***** Material provided

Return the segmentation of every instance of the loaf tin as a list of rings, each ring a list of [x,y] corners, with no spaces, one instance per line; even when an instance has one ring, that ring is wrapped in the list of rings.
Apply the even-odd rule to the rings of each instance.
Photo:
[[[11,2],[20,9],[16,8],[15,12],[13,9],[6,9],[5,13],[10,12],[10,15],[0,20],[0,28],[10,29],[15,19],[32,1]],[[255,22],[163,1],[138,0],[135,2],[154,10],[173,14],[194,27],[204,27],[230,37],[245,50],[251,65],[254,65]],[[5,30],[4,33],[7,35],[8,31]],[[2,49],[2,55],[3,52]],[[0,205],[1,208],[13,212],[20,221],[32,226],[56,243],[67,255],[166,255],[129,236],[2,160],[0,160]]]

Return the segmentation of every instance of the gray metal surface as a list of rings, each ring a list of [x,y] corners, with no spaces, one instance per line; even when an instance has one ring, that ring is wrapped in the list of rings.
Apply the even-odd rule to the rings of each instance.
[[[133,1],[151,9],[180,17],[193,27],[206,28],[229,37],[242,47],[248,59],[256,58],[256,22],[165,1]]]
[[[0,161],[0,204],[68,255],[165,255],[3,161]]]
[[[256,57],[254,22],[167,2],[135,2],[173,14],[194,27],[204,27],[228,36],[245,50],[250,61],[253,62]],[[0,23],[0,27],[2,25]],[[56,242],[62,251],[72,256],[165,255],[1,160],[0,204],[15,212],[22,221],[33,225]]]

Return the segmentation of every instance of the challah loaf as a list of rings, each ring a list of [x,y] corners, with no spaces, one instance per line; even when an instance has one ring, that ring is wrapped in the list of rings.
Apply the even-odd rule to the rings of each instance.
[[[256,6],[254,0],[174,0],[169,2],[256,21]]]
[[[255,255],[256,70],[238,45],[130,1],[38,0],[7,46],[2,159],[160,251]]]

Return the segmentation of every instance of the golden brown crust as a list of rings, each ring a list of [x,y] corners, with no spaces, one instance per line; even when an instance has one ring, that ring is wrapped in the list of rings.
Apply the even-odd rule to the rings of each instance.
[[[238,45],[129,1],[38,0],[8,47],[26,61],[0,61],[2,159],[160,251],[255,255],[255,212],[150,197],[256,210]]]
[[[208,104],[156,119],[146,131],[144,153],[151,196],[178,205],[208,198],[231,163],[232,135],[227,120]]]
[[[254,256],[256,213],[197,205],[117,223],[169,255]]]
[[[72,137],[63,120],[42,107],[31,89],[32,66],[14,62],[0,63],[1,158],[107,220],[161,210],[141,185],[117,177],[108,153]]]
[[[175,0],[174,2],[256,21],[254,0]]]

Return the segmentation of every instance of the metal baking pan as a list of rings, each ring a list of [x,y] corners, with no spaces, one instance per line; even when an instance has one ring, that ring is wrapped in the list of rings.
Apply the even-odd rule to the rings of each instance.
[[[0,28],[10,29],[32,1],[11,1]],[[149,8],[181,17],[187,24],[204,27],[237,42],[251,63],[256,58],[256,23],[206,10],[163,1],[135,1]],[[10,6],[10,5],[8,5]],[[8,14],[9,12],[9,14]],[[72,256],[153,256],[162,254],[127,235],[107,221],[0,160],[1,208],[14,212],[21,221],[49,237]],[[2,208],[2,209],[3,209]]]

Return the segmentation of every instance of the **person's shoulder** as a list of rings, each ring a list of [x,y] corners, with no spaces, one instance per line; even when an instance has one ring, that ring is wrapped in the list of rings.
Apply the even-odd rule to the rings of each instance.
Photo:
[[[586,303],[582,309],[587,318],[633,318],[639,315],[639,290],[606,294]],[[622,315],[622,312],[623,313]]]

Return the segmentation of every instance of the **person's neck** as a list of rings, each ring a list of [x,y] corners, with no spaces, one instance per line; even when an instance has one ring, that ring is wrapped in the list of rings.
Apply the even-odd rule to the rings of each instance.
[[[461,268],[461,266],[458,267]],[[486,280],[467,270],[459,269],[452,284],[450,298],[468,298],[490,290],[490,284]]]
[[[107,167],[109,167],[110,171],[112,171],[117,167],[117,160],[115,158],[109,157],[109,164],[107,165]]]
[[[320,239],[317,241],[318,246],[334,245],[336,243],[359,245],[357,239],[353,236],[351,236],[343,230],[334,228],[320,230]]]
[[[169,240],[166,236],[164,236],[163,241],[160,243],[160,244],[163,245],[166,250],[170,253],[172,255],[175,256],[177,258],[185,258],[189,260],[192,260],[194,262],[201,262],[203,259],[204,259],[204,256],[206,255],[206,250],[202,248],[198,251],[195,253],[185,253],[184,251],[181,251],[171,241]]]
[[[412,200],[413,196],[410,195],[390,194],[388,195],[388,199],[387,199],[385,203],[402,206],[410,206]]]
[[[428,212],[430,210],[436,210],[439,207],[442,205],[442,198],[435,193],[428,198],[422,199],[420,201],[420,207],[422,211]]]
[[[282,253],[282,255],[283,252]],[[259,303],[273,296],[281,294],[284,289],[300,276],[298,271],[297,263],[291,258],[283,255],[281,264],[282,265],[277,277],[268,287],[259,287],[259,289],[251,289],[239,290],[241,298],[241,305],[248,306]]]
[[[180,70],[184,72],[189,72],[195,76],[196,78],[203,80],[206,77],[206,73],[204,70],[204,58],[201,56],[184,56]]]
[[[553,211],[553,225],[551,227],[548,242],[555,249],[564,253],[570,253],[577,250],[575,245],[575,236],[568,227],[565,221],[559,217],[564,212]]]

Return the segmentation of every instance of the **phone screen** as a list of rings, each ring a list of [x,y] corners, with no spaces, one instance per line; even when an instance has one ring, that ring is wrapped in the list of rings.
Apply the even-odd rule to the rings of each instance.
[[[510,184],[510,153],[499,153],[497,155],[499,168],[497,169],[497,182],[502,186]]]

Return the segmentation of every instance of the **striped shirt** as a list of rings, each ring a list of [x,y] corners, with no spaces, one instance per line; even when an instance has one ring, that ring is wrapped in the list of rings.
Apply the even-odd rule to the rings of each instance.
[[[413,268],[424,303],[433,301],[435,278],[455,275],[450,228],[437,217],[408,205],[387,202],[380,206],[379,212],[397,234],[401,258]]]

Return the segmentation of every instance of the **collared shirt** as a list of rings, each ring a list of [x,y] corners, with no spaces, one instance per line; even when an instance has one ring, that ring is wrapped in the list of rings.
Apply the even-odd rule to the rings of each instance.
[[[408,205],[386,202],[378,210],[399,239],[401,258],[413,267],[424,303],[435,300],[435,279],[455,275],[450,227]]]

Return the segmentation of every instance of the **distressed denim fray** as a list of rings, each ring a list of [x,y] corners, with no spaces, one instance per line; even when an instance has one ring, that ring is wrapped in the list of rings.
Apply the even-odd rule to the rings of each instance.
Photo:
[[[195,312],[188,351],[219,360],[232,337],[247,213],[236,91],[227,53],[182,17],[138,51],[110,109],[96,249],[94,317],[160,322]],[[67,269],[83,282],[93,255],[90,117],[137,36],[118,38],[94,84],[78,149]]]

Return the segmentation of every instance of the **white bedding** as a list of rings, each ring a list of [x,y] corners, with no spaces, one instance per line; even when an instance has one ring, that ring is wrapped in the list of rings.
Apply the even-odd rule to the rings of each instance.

**********

> _The task_
Copy only this span: the line that contains "Return the segmentation of every instance of the **collared", the last line, and every line between them.

> _Task result_
Return the segmentation of every instance of the **collared shirt** as a list of rings, each ring a list of [x,y] corners, with no spaces, one instance per line; even when an instance has one ring, that ring is wrapped in the list of rings.
Apply the even-odd rule to the rings of each instance.
[[[408,205],[386,202],[378,210],[399,239],[401,258],[413,267],[424,303],[435,300],[435,279],[455,275],[450,227]]]

Return the segmentation of every instance of the **distressed denim fray** as a list of rings, each ring a list of [x,y] corners, with no spaces, one instance per line; even when an instance has one ring, that ring is wrapped in the list of rings.
Apply the even-odd rule to the rings of each instance.
Photo:
[[[195,312],[188,351],[219,360],[232,337],[247,213],[236,91],[227,53],[182,17],[138,51],[110,109],[96,249],[94,317],[160,322]],[[67,269],[83,282],[93,255],[90,117],[137,36],[118,38],[94,84],[78,149]]]

Return the segmentation of every instance of the **white bedding** as a list of rings, each ring a list of [x,y] corners, with no spaces, one instance per line; even when an instance has one ring, that ring is wrapped in the list of rings.
Apply the even-odd rule to the rings of each instance.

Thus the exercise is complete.